Segmentation annotation records
-- START --

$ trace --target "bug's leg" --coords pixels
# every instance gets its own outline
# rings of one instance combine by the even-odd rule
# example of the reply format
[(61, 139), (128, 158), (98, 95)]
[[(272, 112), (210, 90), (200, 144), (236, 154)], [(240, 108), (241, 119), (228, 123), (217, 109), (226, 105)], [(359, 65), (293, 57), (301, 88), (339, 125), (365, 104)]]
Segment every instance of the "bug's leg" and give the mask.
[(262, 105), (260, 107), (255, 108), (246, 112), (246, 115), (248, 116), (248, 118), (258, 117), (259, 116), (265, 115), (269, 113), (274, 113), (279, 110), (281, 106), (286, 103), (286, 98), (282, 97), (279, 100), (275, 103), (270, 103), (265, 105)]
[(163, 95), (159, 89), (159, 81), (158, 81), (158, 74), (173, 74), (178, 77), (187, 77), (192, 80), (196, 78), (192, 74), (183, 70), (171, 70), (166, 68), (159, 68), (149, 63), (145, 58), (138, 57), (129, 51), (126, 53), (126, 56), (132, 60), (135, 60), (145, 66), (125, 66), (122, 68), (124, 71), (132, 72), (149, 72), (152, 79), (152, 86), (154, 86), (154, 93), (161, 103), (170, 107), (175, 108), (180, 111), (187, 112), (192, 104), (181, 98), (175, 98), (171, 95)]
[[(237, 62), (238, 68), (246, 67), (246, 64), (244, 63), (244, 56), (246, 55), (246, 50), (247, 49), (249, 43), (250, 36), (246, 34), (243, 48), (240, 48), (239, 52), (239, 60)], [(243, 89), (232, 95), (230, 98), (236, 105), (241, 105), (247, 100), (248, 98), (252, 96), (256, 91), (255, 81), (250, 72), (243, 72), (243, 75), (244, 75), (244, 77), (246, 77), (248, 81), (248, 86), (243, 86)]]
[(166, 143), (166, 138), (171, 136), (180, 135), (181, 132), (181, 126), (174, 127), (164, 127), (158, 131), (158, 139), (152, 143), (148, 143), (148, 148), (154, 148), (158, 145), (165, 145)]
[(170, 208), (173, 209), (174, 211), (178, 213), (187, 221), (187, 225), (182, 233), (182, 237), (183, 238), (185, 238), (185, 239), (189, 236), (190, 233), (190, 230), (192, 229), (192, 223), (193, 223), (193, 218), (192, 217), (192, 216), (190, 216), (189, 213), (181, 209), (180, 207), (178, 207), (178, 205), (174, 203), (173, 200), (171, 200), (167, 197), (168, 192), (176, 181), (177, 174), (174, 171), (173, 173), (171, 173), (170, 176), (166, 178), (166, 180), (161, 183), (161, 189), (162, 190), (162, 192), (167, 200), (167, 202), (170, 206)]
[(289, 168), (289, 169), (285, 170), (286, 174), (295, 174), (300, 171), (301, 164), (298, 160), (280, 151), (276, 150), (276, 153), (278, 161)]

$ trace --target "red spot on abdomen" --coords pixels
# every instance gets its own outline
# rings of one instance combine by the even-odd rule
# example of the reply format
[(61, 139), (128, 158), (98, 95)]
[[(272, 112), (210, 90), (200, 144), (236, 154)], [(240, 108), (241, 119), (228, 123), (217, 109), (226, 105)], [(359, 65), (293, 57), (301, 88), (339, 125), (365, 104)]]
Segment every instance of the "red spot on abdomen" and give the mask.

-- END --
-- START --

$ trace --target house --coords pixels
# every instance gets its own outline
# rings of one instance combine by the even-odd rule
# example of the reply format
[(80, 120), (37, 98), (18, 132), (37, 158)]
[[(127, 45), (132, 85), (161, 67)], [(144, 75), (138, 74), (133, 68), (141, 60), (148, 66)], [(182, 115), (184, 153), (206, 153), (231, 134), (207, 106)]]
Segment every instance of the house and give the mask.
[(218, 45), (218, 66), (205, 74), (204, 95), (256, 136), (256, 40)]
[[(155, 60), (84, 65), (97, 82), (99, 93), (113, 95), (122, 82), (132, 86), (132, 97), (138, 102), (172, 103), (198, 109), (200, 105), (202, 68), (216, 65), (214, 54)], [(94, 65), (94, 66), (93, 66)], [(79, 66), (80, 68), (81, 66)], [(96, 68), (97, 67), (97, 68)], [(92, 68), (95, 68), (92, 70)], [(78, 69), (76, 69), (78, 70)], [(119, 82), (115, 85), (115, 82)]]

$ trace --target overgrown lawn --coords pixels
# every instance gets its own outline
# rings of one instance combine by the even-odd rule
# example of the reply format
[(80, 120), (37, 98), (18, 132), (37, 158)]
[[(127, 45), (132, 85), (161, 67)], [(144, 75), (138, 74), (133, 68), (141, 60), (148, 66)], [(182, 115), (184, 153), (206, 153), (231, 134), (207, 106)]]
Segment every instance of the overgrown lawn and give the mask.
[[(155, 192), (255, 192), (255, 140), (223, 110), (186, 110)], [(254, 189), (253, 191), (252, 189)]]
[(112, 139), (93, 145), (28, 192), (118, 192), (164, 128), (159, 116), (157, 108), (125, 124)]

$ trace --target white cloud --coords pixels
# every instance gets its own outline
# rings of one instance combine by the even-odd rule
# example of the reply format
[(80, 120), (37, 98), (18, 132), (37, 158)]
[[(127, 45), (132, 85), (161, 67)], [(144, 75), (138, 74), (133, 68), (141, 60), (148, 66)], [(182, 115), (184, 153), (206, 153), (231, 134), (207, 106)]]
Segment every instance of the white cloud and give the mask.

-- END --
-- START --

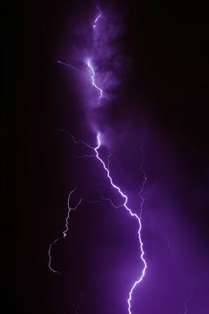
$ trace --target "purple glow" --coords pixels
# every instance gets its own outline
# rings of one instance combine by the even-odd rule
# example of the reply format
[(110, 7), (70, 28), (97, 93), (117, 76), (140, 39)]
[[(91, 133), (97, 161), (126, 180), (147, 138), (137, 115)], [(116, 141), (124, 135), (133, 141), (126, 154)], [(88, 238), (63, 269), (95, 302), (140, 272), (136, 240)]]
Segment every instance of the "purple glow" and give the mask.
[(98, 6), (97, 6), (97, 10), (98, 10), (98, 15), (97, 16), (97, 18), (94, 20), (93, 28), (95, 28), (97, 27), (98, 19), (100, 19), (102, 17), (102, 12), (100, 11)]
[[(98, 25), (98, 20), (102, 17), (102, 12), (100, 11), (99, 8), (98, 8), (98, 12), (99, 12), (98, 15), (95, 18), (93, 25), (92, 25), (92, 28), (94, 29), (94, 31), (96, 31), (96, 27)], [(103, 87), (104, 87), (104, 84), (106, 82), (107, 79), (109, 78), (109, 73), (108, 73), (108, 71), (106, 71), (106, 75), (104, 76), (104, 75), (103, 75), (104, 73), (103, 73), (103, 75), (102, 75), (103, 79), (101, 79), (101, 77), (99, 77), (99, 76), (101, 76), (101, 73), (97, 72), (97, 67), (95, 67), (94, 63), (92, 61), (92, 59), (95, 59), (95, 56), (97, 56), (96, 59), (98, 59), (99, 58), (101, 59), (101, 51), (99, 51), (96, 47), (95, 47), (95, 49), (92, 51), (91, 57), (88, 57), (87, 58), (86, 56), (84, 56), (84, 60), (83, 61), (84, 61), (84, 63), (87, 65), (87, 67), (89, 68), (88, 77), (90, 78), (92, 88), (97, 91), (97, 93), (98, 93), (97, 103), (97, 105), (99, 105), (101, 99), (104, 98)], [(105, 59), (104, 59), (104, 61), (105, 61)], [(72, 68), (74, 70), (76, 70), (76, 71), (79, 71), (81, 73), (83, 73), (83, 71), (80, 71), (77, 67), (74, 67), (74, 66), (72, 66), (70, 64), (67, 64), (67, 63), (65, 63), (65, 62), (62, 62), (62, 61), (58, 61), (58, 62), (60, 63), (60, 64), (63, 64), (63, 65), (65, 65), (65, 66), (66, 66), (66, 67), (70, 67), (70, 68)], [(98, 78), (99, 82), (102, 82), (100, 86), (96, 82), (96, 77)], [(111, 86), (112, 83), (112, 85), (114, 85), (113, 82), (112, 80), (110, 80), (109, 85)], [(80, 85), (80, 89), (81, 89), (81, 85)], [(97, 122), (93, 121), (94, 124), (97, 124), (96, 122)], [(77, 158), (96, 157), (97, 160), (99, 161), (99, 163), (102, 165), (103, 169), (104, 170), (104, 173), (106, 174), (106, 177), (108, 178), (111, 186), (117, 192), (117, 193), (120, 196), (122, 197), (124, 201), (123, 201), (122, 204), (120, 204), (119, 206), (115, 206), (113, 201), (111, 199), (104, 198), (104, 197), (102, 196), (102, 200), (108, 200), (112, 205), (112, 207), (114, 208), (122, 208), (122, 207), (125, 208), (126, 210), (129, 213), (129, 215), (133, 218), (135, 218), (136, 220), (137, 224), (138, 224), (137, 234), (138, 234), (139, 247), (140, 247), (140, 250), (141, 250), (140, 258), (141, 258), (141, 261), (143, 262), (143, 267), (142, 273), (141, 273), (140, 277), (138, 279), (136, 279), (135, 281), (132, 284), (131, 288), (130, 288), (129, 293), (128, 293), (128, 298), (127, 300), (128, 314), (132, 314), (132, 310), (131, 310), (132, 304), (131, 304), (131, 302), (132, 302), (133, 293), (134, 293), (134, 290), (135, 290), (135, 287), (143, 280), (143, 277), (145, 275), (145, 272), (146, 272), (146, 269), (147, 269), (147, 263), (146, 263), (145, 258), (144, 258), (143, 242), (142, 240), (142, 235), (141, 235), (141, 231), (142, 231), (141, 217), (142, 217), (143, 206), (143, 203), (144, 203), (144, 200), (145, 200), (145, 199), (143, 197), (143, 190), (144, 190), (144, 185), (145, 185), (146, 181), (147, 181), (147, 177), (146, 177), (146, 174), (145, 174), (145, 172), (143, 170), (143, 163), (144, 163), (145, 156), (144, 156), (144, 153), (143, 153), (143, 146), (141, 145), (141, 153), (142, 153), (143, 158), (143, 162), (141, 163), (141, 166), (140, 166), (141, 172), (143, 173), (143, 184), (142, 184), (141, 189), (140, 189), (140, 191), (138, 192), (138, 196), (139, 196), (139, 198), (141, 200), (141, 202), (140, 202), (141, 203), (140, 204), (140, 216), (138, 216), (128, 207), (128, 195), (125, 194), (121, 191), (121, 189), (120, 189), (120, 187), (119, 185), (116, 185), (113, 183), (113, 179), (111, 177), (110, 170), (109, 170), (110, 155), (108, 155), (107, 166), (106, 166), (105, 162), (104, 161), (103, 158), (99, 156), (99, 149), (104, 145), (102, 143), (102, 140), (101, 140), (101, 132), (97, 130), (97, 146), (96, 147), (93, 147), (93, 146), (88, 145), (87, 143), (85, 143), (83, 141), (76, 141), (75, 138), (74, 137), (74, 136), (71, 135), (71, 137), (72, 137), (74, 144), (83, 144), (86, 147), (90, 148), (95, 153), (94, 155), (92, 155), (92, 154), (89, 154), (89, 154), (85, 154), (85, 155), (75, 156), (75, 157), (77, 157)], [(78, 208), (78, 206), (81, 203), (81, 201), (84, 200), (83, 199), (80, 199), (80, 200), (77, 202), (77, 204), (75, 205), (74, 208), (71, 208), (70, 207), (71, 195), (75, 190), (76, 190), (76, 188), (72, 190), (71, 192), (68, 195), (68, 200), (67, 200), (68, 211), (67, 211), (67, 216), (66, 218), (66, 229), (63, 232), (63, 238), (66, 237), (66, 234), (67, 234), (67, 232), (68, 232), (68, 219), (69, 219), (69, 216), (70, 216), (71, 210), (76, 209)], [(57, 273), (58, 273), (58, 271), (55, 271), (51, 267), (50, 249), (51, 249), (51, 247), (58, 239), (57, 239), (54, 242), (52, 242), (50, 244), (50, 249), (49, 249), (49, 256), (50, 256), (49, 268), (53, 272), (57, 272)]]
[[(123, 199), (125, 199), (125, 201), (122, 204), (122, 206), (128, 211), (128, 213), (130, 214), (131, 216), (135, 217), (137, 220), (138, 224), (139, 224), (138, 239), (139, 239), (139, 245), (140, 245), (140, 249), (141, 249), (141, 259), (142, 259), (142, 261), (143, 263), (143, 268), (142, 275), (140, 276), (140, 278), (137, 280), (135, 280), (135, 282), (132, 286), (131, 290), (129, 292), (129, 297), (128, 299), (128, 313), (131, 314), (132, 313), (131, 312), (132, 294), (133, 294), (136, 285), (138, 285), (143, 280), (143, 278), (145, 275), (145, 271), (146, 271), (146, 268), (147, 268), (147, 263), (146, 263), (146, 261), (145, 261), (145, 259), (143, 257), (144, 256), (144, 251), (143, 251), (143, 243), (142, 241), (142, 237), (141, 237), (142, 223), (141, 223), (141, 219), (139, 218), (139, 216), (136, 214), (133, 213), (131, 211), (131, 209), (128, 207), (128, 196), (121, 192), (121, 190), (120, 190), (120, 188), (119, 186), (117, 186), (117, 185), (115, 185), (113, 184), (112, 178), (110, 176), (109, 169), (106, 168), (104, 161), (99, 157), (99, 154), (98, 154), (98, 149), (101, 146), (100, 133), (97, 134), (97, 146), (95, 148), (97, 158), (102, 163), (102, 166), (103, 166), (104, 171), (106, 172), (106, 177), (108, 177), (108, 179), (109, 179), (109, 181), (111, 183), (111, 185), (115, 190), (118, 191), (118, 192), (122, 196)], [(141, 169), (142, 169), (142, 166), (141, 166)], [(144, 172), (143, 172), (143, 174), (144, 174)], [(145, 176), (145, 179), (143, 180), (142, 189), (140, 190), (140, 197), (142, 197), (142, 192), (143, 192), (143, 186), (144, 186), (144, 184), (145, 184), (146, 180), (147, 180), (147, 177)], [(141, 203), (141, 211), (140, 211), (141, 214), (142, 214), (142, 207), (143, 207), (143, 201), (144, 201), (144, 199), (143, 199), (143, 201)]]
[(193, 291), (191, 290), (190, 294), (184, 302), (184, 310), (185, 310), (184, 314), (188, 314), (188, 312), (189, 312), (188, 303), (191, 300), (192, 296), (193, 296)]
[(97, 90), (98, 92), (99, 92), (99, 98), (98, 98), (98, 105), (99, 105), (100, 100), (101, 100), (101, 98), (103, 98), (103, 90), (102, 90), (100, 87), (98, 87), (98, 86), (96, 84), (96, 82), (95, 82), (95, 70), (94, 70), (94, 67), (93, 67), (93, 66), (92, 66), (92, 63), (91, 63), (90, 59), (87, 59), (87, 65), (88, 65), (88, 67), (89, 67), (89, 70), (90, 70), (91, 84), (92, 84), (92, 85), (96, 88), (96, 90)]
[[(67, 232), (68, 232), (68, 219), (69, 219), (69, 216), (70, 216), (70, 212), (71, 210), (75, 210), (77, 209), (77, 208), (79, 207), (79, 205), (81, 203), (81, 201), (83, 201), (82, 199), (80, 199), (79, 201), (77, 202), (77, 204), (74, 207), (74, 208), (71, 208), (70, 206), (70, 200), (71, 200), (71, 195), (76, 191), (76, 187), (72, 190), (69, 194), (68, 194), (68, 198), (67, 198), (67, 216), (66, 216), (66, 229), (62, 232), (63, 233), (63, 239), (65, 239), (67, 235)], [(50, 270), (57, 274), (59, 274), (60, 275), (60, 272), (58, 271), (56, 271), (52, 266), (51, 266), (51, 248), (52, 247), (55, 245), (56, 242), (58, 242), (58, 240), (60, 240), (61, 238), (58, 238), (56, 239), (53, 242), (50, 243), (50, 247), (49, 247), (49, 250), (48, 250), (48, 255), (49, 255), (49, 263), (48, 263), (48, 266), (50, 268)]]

-- END --

Reproduce everything from the line containing "lawn --coords pixels" down to the line containing "108), (125, 124)]", keeping the requests as they are but offsetting every coordinate in the answers by 33.

#### [Task result]
$ trace --target overgrown lawn --coords pixels
# every instance gets its own outline
# rings of one instance combine by the even-odd rule
# example of the reply format
[(80, 120), (37, 98), (18, 132), (37, 158)]
[[(127, 45), (132, 85), (161, 67)], [(144, 75), (138, 74), (133, 68), (141, 60), (148, 66)], [(182, 115), (184, 153), (206, 153), (231, 134), (207, 106)]]
Segment every instance of the overgrown lawn and give the mask.
[[(188, 225), (288, 225), (288, 173), (256, 143), (219, 143)], [(287, 222), (286, 224), (285, 222)]]
[(145, 172), (126, 178), (61, 225), (151, 225), (197, 161), (192, 149), (190, 141), (158, 157)]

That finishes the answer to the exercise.